— Start ARTICLE —

What drives property management fees higher in London?
Several factors push fees towards the top of the range regardless of the borough.
Higher tenant expectations — Properties in Zone 1 and Zone 2 attract tenants who expect swift responses, polished communications, and a professional experience. Agents price accordingly for that service standard.
High turnover — Areas popular with corporate tenants, students, or young professionals (Canary Wharf, Hackney, Camden) generate more frequent tenant-finds and renewals, each of which attracts additional fees.
Compliance complexity — London boroughs are among the most active in applying selective and additional licensing. Properties requiring HMO licences or operating in selective licensing zones attract agents who charge a premium for compliance management.
Property size and condition — Larger properties and older stock require more maintenance coordination. Agents build this into their pricing, particularly for houses of multiple occupation and period conversions.

— End ARTICLE —
— Start SUPPLIED INFORMATION —

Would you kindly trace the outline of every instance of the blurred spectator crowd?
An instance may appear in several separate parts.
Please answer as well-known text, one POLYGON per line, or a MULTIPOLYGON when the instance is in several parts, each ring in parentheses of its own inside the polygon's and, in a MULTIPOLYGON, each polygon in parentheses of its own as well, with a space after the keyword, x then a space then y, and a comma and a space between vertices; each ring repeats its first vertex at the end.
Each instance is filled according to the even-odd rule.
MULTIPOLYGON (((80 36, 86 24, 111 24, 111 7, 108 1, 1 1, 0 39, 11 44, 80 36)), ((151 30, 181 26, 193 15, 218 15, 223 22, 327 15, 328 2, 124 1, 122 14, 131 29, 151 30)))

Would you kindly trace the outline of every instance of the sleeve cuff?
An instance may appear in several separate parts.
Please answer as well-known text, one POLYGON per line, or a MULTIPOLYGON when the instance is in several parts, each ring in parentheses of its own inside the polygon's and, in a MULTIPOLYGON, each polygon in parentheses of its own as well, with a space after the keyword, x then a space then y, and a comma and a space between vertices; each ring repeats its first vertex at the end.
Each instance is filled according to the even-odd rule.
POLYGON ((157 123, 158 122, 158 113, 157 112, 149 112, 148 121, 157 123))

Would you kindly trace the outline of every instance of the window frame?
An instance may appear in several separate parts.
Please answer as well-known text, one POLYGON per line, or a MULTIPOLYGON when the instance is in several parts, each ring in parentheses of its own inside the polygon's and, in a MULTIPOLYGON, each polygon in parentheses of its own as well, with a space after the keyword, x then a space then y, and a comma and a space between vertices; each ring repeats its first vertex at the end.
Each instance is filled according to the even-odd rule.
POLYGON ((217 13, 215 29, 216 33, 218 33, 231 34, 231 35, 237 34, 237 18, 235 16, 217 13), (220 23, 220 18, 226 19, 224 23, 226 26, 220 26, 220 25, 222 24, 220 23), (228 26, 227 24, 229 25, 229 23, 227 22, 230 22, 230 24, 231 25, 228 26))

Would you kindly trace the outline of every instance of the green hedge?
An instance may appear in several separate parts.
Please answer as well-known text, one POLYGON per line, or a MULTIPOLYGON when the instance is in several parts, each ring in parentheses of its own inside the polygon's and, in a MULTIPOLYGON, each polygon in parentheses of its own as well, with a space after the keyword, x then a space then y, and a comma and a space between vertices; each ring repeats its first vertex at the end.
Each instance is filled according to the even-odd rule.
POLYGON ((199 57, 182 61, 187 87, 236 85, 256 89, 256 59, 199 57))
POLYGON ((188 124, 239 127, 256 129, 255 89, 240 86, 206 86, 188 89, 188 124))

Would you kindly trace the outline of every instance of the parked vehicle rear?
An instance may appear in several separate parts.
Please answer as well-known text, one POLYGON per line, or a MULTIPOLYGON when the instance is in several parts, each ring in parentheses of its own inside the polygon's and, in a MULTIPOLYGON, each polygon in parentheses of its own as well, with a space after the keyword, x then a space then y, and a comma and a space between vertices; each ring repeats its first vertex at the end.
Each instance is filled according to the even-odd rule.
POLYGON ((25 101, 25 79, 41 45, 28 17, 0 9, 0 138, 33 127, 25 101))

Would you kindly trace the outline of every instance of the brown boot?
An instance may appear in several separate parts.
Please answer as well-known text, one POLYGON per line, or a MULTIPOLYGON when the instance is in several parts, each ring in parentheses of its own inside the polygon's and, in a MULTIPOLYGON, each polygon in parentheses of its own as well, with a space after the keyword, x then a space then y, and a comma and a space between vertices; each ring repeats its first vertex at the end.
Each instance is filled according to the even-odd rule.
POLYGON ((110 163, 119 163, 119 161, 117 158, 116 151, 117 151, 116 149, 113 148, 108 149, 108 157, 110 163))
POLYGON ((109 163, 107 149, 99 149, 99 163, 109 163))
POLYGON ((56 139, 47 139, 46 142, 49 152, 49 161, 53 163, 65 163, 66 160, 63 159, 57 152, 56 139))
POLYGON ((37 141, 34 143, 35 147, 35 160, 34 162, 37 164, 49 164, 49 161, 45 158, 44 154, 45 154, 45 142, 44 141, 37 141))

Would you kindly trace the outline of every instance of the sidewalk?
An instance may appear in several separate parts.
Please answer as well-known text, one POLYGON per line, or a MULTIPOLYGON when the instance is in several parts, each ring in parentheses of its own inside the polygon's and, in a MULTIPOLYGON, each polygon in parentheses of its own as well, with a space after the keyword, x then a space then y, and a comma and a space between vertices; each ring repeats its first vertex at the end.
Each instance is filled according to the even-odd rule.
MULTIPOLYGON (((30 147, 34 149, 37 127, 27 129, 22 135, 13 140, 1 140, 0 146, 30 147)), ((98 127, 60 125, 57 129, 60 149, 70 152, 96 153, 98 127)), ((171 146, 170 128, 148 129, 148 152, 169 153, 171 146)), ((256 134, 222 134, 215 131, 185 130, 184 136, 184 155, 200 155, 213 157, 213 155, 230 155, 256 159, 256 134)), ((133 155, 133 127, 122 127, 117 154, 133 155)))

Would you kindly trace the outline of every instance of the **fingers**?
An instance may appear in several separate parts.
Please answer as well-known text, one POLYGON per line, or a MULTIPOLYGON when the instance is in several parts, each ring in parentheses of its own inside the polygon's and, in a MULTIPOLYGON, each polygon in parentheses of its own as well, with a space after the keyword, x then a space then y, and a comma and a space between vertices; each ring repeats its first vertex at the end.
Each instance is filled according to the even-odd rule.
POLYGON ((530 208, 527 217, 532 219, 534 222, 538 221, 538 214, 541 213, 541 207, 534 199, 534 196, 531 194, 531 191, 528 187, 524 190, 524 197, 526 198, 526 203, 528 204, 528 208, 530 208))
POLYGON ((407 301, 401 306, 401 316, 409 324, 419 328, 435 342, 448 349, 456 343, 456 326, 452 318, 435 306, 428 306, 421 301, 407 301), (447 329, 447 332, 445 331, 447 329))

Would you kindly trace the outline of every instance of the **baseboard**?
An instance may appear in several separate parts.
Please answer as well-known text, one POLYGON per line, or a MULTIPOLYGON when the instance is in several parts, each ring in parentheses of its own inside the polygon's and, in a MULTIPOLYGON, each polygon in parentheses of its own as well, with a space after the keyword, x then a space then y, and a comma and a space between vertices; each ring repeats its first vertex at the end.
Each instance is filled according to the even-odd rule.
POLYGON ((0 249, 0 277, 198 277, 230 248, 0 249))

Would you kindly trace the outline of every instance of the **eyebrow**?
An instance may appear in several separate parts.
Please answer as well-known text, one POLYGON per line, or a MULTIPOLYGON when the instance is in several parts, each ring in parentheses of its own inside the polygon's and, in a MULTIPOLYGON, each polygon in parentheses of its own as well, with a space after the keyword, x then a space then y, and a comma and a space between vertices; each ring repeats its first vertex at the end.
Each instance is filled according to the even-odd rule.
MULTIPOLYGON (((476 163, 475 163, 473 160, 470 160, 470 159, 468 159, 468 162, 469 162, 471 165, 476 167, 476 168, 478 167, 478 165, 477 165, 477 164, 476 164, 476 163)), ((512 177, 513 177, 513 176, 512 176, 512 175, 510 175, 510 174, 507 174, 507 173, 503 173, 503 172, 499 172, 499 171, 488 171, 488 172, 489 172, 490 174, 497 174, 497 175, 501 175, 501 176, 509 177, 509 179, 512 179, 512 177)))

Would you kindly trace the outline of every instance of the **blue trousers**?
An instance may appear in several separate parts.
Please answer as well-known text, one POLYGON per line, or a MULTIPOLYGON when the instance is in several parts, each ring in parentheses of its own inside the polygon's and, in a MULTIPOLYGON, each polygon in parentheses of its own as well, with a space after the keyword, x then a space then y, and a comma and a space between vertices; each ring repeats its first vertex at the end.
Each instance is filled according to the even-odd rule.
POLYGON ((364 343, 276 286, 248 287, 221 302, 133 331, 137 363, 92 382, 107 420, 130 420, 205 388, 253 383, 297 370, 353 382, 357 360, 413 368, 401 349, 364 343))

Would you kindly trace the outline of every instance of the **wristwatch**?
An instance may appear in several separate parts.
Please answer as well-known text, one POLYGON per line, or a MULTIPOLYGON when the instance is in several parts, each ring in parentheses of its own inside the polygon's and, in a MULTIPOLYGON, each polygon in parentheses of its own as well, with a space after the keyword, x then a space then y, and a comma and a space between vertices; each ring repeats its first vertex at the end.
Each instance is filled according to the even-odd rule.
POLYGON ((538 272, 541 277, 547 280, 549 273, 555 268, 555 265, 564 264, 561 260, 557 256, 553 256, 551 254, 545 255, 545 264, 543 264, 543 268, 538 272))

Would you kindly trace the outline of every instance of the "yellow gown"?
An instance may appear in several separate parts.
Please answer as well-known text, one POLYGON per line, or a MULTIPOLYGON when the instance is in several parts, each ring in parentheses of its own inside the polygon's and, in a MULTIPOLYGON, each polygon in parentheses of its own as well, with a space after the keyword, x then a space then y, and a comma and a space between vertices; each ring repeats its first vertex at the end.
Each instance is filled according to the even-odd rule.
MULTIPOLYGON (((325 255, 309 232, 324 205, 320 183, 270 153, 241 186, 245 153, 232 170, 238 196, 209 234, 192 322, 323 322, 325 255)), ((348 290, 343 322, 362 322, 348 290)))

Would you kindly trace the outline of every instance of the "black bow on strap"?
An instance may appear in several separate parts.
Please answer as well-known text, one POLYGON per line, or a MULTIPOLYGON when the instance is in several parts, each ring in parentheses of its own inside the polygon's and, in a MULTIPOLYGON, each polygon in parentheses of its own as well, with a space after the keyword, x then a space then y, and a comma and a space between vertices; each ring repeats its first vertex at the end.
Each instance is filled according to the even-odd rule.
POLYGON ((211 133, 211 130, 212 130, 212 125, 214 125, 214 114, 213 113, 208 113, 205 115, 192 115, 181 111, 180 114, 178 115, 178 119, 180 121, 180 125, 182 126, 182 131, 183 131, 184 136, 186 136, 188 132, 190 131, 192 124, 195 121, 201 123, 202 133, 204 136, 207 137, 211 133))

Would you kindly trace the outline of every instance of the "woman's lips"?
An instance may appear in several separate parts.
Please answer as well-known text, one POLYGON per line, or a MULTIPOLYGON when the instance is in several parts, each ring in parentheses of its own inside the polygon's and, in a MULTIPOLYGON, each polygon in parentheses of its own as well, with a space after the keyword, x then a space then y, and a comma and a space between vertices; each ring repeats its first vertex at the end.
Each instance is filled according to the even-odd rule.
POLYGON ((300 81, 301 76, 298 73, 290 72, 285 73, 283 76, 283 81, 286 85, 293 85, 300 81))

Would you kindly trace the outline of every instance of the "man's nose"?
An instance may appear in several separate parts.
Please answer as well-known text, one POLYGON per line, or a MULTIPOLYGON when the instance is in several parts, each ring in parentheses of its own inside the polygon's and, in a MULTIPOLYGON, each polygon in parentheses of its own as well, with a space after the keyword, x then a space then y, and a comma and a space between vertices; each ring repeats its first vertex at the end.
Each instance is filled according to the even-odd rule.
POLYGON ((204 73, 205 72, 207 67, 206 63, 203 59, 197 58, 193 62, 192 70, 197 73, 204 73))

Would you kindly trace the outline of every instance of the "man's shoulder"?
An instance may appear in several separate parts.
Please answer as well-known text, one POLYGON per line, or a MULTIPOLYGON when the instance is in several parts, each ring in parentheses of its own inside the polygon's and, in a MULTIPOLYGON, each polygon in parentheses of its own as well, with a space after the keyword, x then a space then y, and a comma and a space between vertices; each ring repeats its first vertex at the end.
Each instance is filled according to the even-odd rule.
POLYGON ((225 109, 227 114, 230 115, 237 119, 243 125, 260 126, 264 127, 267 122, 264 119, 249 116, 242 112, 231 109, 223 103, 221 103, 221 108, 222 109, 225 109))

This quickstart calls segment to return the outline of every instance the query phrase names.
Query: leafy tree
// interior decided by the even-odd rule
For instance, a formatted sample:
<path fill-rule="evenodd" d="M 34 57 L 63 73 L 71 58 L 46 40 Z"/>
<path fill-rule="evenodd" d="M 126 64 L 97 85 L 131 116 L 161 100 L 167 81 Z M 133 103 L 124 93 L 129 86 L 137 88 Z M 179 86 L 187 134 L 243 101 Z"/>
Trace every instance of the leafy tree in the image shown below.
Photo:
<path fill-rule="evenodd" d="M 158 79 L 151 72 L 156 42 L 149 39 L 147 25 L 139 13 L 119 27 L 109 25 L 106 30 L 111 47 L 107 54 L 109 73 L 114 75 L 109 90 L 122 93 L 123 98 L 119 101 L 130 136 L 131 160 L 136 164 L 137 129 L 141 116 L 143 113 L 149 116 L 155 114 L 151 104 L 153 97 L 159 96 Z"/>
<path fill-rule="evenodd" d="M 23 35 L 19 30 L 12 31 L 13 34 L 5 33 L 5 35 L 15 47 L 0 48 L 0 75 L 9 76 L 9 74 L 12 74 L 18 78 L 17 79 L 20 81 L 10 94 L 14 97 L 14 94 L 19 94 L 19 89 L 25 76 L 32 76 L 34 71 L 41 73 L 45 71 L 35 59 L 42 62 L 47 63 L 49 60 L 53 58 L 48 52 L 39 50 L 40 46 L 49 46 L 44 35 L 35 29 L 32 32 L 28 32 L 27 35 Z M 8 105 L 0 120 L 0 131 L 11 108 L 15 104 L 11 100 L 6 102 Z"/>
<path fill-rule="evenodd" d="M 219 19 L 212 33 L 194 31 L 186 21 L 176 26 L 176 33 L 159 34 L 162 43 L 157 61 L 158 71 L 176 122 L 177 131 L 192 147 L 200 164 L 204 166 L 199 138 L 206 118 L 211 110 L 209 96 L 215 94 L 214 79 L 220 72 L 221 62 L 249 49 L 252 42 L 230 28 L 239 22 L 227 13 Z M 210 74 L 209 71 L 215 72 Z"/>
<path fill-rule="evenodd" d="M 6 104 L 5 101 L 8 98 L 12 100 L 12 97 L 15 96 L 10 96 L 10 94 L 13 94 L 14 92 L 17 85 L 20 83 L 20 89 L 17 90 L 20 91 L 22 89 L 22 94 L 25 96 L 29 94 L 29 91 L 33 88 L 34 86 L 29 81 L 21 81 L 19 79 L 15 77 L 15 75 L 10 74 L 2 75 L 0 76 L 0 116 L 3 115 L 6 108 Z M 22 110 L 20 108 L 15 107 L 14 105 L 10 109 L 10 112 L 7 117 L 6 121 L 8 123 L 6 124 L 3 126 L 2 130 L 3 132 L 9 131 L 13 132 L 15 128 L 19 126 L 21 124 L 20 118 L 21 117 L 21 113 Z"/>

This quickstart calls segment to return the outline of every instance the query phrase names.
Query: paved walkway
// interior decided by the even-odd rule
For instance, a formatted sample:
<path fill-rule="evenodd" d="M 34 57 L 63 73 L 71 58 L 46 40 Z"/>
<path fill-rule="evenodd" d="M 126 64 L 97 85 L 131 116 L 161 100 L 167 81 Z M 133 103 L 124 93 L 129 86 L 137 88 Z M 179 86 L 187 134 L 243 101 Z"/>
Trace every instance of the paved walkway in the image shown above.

— End SUPPLIED INFORMATION —

> _CHALLENGES_:
1. Return everything in the passage on London management fees above from "Several factors push" down to "that service standard.", word for word.
2. Name each factor that the passage on London management fees above gives for pushing fees higher.

> _RESPONSE LIST_:
1.
Several factors push fees towards the top of the range regardless of the borough.
Higher tenant expectations — Properties in Zone 1 and Zone 2 attract tenants who expect swift responses, polished communications, and a professional experience. Agents price accordingly for that service standard.

2.
Higher tenant expectations
High turnover
Compliance complexity
Property size and condition